*SET TASK*
Take the records underneath and set them down exactly.

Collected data
►
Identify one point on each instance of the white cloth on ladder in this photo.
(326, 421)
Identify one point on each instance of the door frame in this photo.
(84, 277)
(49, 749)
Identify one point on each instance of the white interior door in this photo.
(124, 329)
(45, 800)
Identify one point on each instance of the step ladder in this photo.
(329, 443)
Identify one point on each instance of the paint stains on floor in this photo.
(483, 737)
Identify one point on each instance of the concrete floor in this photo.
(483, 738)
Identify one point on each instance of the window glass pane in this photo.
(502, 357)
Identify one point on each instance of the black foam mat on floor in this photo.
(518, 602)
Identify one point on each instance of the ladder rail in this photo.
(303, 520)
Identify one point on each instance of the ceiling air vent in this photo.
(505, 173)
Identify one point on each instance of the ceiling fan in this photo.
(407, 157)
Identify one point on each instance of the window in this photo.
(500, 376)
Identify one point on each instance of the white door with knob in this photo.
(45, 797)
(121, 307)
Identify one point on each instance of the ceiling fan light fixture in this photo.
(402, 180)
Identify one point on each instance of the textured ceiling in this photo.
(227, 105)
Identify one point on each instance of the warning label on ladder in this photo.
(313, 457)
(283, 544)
◄
*RESULT BELOW*
Identify one point on each instance of the white cloth on ladder in this photo.
(326, 421)
Identify one point on each instance of the door frame in this photo.
(84, 277)
(49, 749)
Identify one point on each instance of the white interior door in this photo.
(124, 329)
(45, 800)
Identify one point on each instance of the step ladder in this photo.
(329, 443)
Identify one point on each instance of the paint stains on floor in this photo.
(483, 737)
Identify one point on each instance of the concrete floor in this photo.
(483, 738)
Identify one point on each instance of the window glass pane in this photo.
(502, 357)
Identify one point on each instance of the black foam mat on floor in this photo.
(518, 602)
Identify one point on each instance of the ladder rail in this photo.
(303, 520)
Identify one point on each instance of the ceiling air vent in this photo.
(505, 173)
Identify one point on each instance of the ceiling fan in this photo.
(407, 157)
Identify one point on each instance of the window in this photo.
(500, 376)
Identify one point on each instance of the white door with knob in this photo.
(45, 797)
(121, 307)
Identify one point on each instance of the ceiling fan light fixture in this photo.
(402, 180)
Identify one point on each instance of the textured ceiling in this photo.
(227, 105)
Identify one point on each instance of the warning label on ladder in this photo.
(313, 457)
(283, 544)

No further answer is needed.